PROBLEM: Please restate every record below word for word and skip the pictures.

RECORDS FOR PROCESSING Block Start

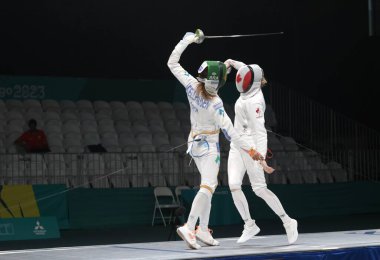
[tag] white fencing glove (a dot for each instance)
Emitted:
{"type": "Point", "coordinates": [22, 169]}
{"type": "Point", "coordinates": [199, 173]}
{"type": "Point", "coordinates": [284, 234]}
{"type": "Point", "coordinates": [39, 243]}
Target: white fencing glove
{"type": "Point", "coordinates": [190, 37]}
{"type": "Point", "coordinates": [233, 64]}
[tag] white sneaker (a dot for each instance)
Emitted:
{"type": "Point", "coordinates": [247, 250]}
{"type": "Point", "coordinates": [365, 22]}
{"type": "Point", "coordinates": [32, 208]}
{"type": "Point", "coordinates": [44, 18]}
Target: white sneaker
{"type": "Point", "coordinates": [188, 236]}
{"type": "Point", "coordinates": [248, 233]}
{"type": "Point", "coordinates": [206, 237]}
{"type": "Point", "coordinates": [291, 230]}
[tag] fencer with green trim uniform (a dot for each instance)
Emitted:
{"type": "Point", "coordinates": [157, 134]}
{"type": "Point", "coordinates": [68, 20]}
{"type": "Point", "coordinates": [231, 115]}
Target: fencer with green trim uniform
{"type": "Point", "coordinates": [250, 125]}
{"type": "Point", "coordinates": [207, 117]}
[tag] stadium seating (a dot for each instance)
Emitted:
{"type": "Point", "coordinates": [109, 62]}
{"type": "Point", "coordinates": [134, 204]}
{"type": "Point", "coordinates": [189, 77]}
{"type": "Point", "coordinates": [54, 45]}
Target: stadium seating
{"type": "Point", "coordinates": [139, 138]}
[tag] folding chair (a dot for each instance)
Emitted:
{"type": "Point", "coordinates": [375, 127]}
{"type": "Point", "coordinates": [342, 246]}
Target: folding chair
{"type": "Point", "coordinates": [178, 191]}
{"type": "Point", "coordinates": [164, 200]}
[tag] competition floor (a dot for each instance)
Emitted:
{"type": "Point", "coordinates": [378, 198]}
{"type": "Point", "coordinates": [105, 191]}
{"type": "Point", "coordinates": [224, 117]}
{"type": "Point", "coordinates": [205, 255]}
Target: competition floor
{"type": "Point", "coordinates": [261, 247]}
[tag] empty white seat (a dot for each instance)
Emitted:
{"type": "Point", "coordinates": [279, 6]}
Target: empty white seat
{"type": "Point", "coordinates": [173, 126]}
{"type": "Point", "coordinates": [123, 128]}
{"type": "Point", "coordinates": [168, 114]}
{"type": "Point", "coordinates": [12, 114]}
{"type": "Point", "coordinates": [133, 105]}
{"type": "Point", "coordinates": [70, 128]}
{"type": "Point", "coordinates": [91, 138]}
{"type": "Point", "coordinates": [155, 116]}
{"type": "Point", "coordinates": [324, 175]}
{"type": "Point", "coordinates": [29, 103]}
{"type": "Point", "coordinates": [102, 129]}
{"type": "Point", "coordinates": [101, 115]}
{"type": "Point", "coordinates": [135, 115]}
{"type": "Point", "coordinates": [68, 105]}
{"type": "Point", "coordinates": [101, 105]}
{"type": "Point", "coordinates": [71, 141]}
{"type": "Point", "coordinates": [126, 140]}
{"type": "Point", "coordinates": [14, 104]}
{"type": "Point", "coordinates": [144, 141]}
{"type": "Point", "coordinates": [105, 121]}
{"type": "Point", "coordinates": [84, 115]}
{"type": "Point", "coordinates": [180, 106]}
{"type": "Point", "coordinates": [70, 117]}
{"type": "Point", "coordinates": [137, 129]}
{"type": "Point", "coordinates": [110, 139]}
{"type": "Point", "coordinates": [149, 105]}
{"type": "Point", "coordinates": [75, 149]}
{"type": "Point", "coordinates": [163, 105]}
{"type": "Point", "coordinates": [84, 105]}
{"type": "Point", "coordinates": [50, 103]}
{"type": "Point", "coordinates": [117, 105]}
{"type": "Point", "coordinates": [89, 126]}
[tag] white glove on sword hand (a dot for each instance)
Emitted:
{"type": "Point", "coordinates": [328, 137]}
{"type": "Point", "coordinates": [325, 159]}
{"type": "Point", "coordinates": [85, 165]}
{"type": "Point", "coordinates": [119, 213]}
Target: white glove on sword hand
{"type": "Point", "coordinates": [191, 37]}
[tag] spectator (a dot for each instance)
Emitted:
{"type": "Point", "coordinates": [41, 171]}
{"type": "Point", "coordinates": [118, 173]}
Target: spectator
{"type": "Point", "coordinates": [33, 140]}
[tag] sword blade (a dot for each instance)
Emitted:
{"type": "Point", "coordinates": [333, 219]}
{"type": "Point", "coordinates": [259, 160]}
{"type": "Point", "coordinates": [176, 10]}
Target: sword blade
{"type": "Point", "coordinates": [242, 35]}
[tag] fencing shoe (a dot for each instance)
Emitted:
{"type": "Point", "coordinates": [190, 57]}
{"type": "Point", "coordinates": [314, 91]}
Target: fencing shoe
{"type": "Point", "coordinates": [205, 237]}
{"type": "Point", "coordinates": [248, 232]}
{"type": "Point", "coordinates": [291, 230]}
{"type": "Point", "coordinates": [188, 236]}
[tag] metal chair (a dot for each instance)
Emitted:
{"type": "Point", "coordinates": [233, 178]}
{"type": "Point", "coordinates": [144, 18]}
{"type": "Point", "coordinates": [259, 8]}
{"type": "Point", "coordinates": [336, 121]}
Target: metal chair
{"type": "Point", "coordinates": [164, 199]}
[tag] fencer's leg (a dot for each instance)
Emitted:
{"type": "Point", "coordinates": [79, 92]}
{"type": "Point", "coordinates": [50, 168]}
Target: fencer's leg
{"type": "Point", "coordinates": [236, 171]}
{"type": "Point", "coordinates": [209, 171]}
{"type": "Point", "coordinates": [259, 186]}
{"type": "Point", "coordinates": [201, 203]}
{"type": "Point", "coordinates": [203, 233]}
{"type": "Point", "coordinates": [274, 203]}
{"type": "Point", "coordinates": [187, 231]}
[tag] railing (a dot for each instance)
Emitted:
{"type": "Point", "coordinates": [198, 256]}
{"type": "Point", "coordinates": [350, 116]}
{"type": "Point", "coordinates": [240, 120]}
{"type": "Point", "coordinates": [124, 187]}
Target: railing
{"type": "Point", "coordinates": [114, 170]}
{"type": "Point", "coordinates": [333, 135]}
{"type": "Point", "coordinates": [318, 126]}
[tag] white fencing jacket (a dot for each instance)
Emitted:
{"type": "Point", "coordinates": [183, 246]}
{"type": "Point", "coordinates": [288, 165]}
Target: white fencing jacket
{"type": "Point", "coordinates": [249, 116]}
{"type": "Point", "coordinates": [205, 115]}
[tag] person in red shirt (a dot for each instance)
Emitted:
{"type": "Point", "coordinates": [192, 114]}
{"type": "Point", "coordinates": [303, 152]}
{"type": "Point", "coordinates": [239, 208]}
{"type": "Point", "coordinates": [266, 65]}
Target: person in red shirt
{"type": "Point", "coordinates": [34, 140]}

RECORDS FOR PROCESSING Block End

ANSWER BOX:
[tag] white fencing glove (a dot for each instance)
Emitted:
{"type": "Point", "coordinates": [22, 169]}
{"type": "Point", "coordinates": [199, 173]}
{"type": "Point", "coordinates": [284, 234]}
{"type": "Point", "coordinates": [39, 243]}
Target: white fencing glove
{"type": "Point", "coordinates": [190, 37]}
{"type": "Point", "coordinates": [233, 64]}
[tag] white sneaker (a dot for each instance)
Emitted:
{"type": "Point", "coordinates": [247, 250]}
{"type": "Point", "coordinates": [365, 22]}
{"type": "Point", "coordinates": [32, 208]}
{"type": "Point", "coordinates": [44, 18]}
Target: white sneaker
{"type": "Point", "coordinates": [188, 236]}
{"type": "Point", "coordinates": [248, 233]}
{"type": "Point", "coordinates": [206, 237]}
{"type": "Point", "coordinates": [291, 230]}
[tag] fencer with green trim uniform (a dot for each instance)
Emitted:
{"type": "Point", "coordinates": [157, 134]}
{"type": "Point", "coordinates": [68, 20]}
{"type": "Point", "coordinates": [231, 115]}
Target: fencer with green trim uniform
{"type": "Point", "coordinates": [250, 125]}
{"type": "Point", "coordinates": [207, 117]}
[tag] stadium seating (a dot for each instance)
Emitted:
{"type": "Point", "coordinates": [109, 62]}
{"type": "Point", "coordinates": [134, 204]}
{"type": "Point", "coordinates": [189, 77]}
{"type": "Point", "coordinates": [54, 45]}
Target: stadium seating
{"type": "Point", "coordinates": [139, 138]}
[tag] folding chair (a dot for each instance)
Emitted:
{"type": "Point", "coordinates": [375, 127]}
{"type": "Point", "coordinates": [342, 246]}
Target: folding chair
{"type": "Point", "coordinates": [178, 191]}
{"type": "Point", "coordinates": [164, 200]}
[tag] competition floor (a dot for each instance)
Emitted:
{"type": "Point", "coordinates": [378, 198]}
{"type": "Point", "coordinates": [105, 191]}
{"type": "Point", "coordinates": [224, 117]}
{"type": "Point", "coordinates": [205, 255]}
Target: competition floor
{"type": "Point", "coordinates": [261, 247]}
[tag] empty white seat (a dot for each instance)
Emitted:
{"type": "Point", "coordinates": [279, 6]}
Target: empty white seat
{"type": "Point", "coordinates": [173, 126]}
{"type": "Point", "coordinates": [123, 128]}
{"type": "Point", "coordinates": [168, 114]}
{"type": "Point", "coordinates": [12, 114]}
{"type": "Point", "coordinates": [133, 105]}
{"type": "Point", "coordinates": [70, 128]}
{"type": "Point", "coordinates": [91, 138]}
{"type": "Point", "coordinates": [155, 116]}
{"type": "Point", "coordinates": [324, 175]}
{"type": "Point", "coordinates": [29, 103]}
{"type": "Point", "coordinates": [102, 129]}
{"type": "Point", "coordinates": [101, 115]}
{"type": "Point", "coordinates": [135, 115]}
{"type": "Point", "coordinates": [68, 105]}
{"type": "Point", "coordinates": [101, 105]}
{"type": "Point", "coordinates": [71, 141]}
{"type": "Point", "coordinates": [126, 140]}
{"type": "Point", "coordinates": [14, 104]}
{"type": "Point", "coordinates": [144, 141]}
{"type": "Point", "coordinates": [105, 121]}
{"type": "Point", "coordinates": [84, 115]}
{"type": "Point", "coordinates": [180, 106]}
{"type": "Point", "coordinates": [70, 117]}
{"type": "Point", "coordinates": [137, 129]}
{"type": "Point", "coordinates": [110, 139]}
{"type": "Point", "coordinates": [149, 105]}
{"type": "Point", "coordinates": [75, 149]}
{"type": "Point", "coordinates": [163, 105]}
{"type": "Point", "coordinates": [84, 105]}
{"type": "Point", "coordinates": [50, 103]}
{"type": "Point", "coordinates": [117, 105]}
{"type": "Point", "coordinates": [89, 126]}
[tag] white glove on sword hand (a dot for each instance)
Emitted:
{"type": "Point", "coordinates": [328, 137]}
{"type": "Point", "coordinates": [325, 159]}
{"type": "Point", "coordinates": [85, 165]}
{"type": "Point", "coordinates": [119, 213]}
Target: white glove on sword hand
{"type": "Point", "coordinates": [191, 37]}
[tag] spectator (a dot for each instance)
Emitted:
{"type": "Point", "coordinates": [41, 171]}
{"type": "Point", "coordinates": [118, 173]}
Target: spectator
{"type": "Point", "coordinates": [33, 140]}
[tag] sword blade (a dot for each instance)
Emitted:
{"type": "Point", "coordinates": [333, 219]}
{"type": "Point", "coordinates": [259, 160]}
{"type": "Point", "coordinates": [176, 10]}
Target: sword blade
{"type": "Point", "coordinates": [242, 35]}
[tag] fencing shoe (a dot for each instance)
Emitted:
{"type": "Point", "coordinates": [190, 57]}
{"type": "Point", "coordinates": [314, 91]}
Target: fencing shoe
{"type": "Point", "coordinates": [205, 237]}
{"type": "Point", "coordinates": [248, 232]}
{"type": "Point", "coordinates": [291, 230]}
{"type": "Point", "coordinates": [188, 236]}
[tag] metal chair (a dot for each instance)
Emitted:
{"type": "Point", "coordinates": [233, 178]}
{"type": "Point", "coordinates": [144, 18]}
{"type": "Point", "coordinates": [259, 8]}
{"type": "Point", "coordinates": [336, 121]}
Target: metal chair
{"type": "Point", "coordinates": [164, 199]}
[tag] fencer's leg (a dot for each instance)
Emitted:
{"type": "Point", "coordinates": [79, 92]}
{"type": "Point", "coordinates": [50, 168]}
Target: fencer's leg
{"type": "Point", "coordinates": [236, 171]}
{"type": "Point", "coordinates": [209, 171]}
{"type": "Point", "coordinates": [259, 186]}
{"type": "Point", "coordinates": [201, 203]}
{"type": "Point", "coordinates": [203, 233]}
{"type": "Point", "coordinates": [274, 203]}
{"type": "Point", "coordinates": [187, 231]}
[tag] railing (a dot for each instance)
Emitted:
{"type": "Point", "coordinates": [198, 256]}
{"type": "Point", "coordinates": [350, 116]}
{"type": "Point", "coordinates": [240, 120]}
{"type": "Point", "coordinates": [124, 187]}
Target: railing
{"type": "Point", "coordinates": [114, 170]}
{"type": "Point", "coordinates": [333, 135]}
{"type": "Point", "coordinates": [318, 126]}
[tag] white fencing jacket (a dot for each instance)
Emitted:
{"type": "Point", "coordinates": [183, 246]}
{"type": "Point", "coordinates": [288, 165]}
Target: white fencing jacket
{"type": "Point", "coordinates": [249, 116]}
{"type": "Point", "coordinates": [205, 115]}
[tag] person in red shirt (a dot for each instance)
Emitted:
{"type": "Point", "coordinates": [192, 114]}
{"type": "Point", "coordinates": [303, 152]}
{"type": "Point", "coordinates": [239, 208]}
{"type": "Point", "coordinates": [266, 65]}
Target: person in red shirt
{"type": "Point", "coordinates": [34, 140]}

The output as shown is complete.